Start of Block

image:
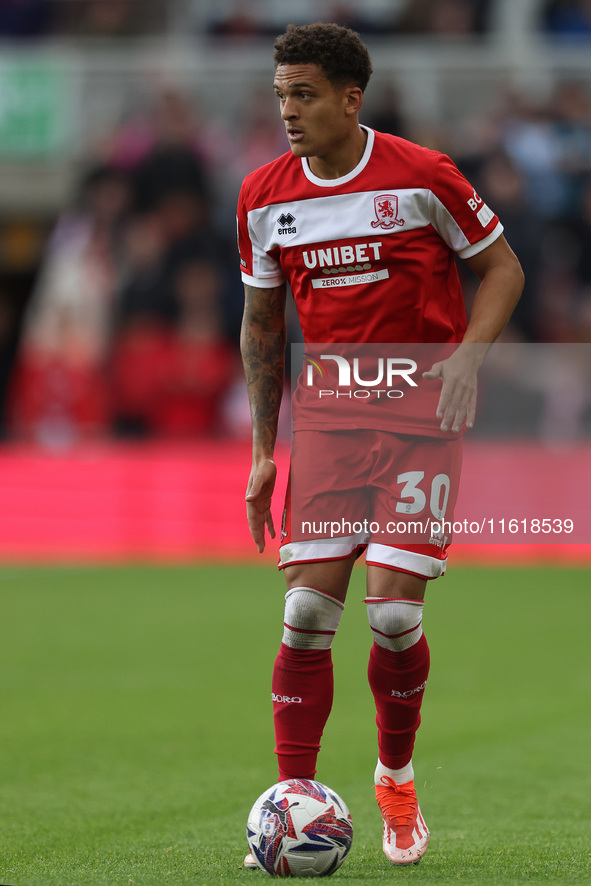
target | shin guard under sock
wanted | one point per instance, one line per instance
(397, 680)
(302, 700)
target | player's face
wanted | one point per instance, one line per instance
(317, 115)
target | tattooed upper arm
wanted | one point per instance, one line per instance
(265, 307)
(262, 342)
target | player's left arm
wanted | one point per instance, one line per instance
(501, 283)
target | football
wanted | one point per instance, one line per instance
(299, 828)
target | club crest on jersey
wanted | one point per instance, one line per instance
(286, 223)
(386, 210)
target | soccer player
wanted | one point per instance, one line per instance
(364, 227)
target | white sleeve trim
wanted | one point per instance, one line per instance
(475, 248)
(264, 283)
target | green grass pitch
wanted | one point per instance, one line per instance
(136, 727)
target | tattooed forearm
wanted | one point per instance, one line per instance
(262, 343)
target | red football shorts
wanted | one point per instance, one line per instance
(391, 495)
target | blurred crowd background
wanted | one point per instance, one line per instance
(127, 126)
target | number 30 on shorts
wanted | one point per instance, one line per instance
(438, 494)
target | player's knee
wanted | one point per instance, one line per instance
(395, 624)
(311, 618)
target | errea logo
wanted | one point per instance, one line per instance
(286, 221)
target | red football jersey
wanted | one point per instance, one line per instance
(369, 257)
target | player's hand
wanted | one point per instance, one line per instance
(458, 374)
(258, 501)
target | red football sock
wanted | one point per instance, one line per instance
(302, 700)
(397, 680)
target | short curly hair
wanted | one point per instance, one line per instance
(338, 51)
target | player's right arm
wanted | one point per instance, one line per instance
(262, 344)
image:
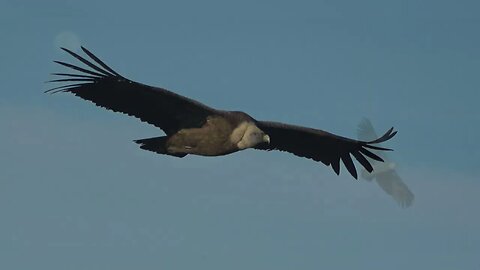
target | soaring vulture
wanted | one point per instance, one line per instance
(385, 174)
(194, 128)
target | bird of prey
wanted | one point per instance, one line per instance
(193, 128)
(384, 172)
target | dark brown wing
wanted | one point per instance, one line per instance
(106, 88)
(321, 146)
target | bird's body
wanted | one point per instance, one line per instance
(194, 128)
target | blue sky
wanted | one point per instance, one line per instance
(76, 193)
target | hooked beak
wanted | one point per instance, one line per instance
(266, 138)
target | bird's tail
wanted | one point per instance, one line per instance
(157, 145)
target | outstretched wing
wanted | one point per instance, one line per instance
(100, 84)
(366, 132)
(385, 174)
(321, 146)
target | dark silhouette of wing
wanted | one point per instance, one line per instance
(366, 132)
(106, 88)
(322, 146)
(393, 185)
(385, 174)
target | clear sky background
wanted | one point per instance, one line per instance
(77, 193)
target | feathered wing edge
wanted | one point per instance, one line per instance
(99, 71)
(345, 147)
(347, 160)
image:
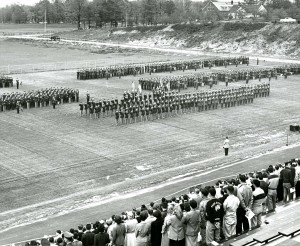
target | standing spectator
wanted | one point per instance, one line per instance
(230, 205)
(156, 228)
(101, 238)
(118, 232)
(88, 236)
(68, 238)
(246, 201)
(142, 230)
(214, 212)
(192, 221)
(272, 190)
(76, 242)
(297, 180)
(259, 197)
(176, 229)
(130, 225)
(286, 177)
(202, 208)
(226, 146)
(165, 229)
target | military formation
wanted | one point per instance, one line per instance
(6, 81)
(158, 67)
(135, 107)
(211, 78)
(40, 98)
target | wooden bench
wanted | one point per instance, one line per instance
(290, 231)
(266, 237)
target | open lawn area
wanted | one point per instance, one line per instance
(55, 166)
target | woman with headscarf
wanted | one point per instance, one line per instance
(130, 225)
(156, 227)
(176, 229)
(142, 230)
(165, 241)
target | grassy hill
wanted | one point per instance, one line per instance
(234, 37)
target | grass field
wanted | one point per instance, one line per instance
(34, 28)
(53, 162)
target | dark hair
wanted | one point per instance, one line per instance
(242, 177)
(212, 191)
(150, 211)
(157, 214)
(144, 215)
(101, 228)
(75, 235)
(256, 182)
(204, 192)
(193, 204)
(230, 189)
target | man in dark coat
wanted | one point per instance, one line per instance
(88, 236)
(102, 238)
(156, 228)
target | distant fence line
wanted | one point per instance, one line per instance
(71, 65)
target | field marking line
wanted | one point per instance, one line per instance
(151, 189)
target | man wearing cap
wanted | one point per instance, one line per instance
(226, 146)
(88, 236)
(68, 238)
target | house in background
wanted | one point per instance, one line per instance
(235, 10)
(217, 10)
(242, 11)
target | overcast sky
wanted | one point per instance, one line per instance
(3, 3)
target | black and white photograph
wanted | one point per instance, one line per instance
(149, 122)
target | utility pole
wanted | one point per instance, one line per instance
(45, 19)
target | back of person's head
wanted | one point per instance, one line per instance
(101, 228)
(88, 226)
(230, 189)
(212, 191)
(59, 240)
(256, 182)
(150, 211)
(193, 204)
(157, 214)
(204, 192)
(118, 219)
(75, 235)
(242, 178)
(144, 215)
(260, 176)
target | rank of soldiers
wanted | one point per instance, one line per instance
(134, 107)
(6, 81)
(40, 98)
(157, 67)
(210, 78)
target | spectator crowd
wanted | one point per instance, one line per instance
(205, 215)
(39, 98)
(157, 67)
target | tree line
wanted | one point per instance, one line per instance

End of Block

## TASK INSTRUCTIONS
Since the pictures are not wanted, set down only the rest of each record, exactly as above.

## RESPONSE TO THIS TASK
image:
target | shin guard under sock
wanted | one point per instance, one line per instance
(397, 680)
(302, 700)
target | player's face
wanted | one point per instance, one line per instance
(317, 115)
target | tattooed upper arm
wanted | one point per instance, one line per instance
(265, 307)
(262, 342)
target | player's left arm
wanted | one point per instance, one line per instance
(501, 283)
target | football
wanted | one point per instance, one line per instance
(299, 828)
target | club crest on jersey
wanted | one point per instance, one line per instance
(286, 223)
(386, 210)
target | soccer player
wanted | one point per instance, one line per instance
(364, 227)
target | white sleeve trim
wanted | one point per instance, one line per instance
(475, 248)
(264, 283)
target | green grass pitch
wanted | one point per instance, one line per instance
(136, 727)
target | tattooed forearm
wanted | one point per instance, one line per instance
(262, 343)
target | red football shorts
wanted | one point per instance, one line per instance
(391, 495)
target | blurred crowd background
wanted | one point per instance, one line per instance
(127, 126)
target | number 30 on shorts
wanted | one point per instance, one line per instance
(438, 494)
target | player's knee
wanted | one point per instance, one line per instance
(395, 624)
(311, 618)
target | errea logo
wanted | one point per instance, one line per instance
(286, 221)
target | red football jersey
wanted | one point per instance, one line per instance
(369, 257)
target | player's hand
wanted | one point per instance, one line per instance
(458, 374)
(258, 501)
target | red football sock
wanted | one point per instance, one line per instance
(302, 700)
(397, 680)
target | short curly hair
wanted | one point per instance, one line per instance
(338, 51)
target | player's right arm
wanted | one point per instance, one line per instance
(262, 344)
image:
target | soaring vulture
wanted | one point per instance, one line per instance
(385, 174)
(194, 128)
target | bird of prey
wanted | one point per instance, one line per instance
(193, 128)
(384, 172)
target | dark brown wing
wanted | one point per instance, one line per instance
(106, 88)
(321, 146)
target | bird's body
wanted | one point per instance, one line per instance
(194, 128)
target | blue sky
wanted | one point per instance, one line per instance
(76, 193)
target | hooked beak
wanted | one point per instance, one line per instance
(266, 138)
target | bird's tail
wanted | one point per instance, one line per instance
(157, 145)
target | outstretched wing
wanted | one point per instance, one line per instance
(100, 84)
(366, 132)
(385, 174)
(321, 146)
target | dark silhouette of wing
wanted | one point per instance, one line per instance
(366, 132)
(106, 88)
(322, 146)
(393, 185)
(385, 174)
target | clear sky background
wanted | one point per instance, one line per instance
(77, 193)
target | feathered wing edge
wanted | one point per instance, one line per instance
(99, 71)
(345, 147)
(347, 160)
image:
target | standing spectator
wanted | one point per instance, one line per instance
(230, 205)
(156, 228)
(101, 238)
(118, 232)
(88, 236)
(68, 238)
(246, 201)
(142, 230)
(214, 212)
(192, 221)
(272, 190)
(76, 242)
(297, 180)
(259, 197)
(176, 229)
(130, 225)
(286, 177)
(202, 208)
(226, 146)
(165, 229)
target | military formation
wanted | one point per instance, one line per instance
(6, 81)
(158, 67)
(135, 107)
(211, 78)
(40, 98)
target | wooden bench
wanted | one point per instance, one line per instance
(290, 231)
(266, 237)
target | open lawn area
wanted | one point per instance, one line per instance
(55, 166)
target | woman with headscarf
wanted | one point per instance, one line per instance
(130, 225)
(156, 227)
(176, 229)
(142, 230)
(165, 241)
target | grassy hill
wanted | one point per instance, one line per instance
(234, 37)
target | grass field
wanted | one point per instance, one line per instance
(34, 28)
(53, 162)
target | dark hair
wanted | one point per instance, one line per instance
(242, 177)
(212, 191)
(150, 211)
(157, 214)
(144, 215)
(101, 228)
(75, 235)
(256, 182)
(204, 192)
(193, 204)
(230, 189)
target | man in dark coat
wanted | one point per instance, one line per instance
(88, 236)
(102, 238)
(156, 228)
target | distant fence line
wanted | one point per instance, one line per instance
(71, 65)
target | field marking line
wanted | one point per instance, one line per instance
(151, 189)
target | man wearing cap
wanted | one point per instance, one line per instance
(226, 146)
(88, 236)
(68, 238)
target | house in background
wanted | one point per instance, one line per instance
(235, 10)
(217, 10)
(242, 11)
target | overcast sky
wanted | one point per instance, one line per instance
(3, 3)
target | black and white photograph
wanted | one point per instance, one line per instance
(149, 122)
target | utility pole
wanted | one point per instance, one line per instance
(45, 19)
target | back of person's head
wanted | one point per instance, one line per instance
(101, 228)
(88, 226)
(230, 189)
(212, 191)
(59, 240)
(256, 182)
(150, 211)
(193, 204)
(157, 214)
(204, 192)
(118, 219)
(75, 235)
(242, 178)
(144, 215)
(260, 176)
target | rank of soldiers
wanted | one point per instance, one line per instance
(134, 107)
(6, 81)
(40, 98)
(157, 67)
(210, 78)
target | spectator crowd
wanted | one point per instance, one line per instance
(205, 215)
(39, 98)
(157, 67)
target | tree line
wanted | one point per instance, one line per instance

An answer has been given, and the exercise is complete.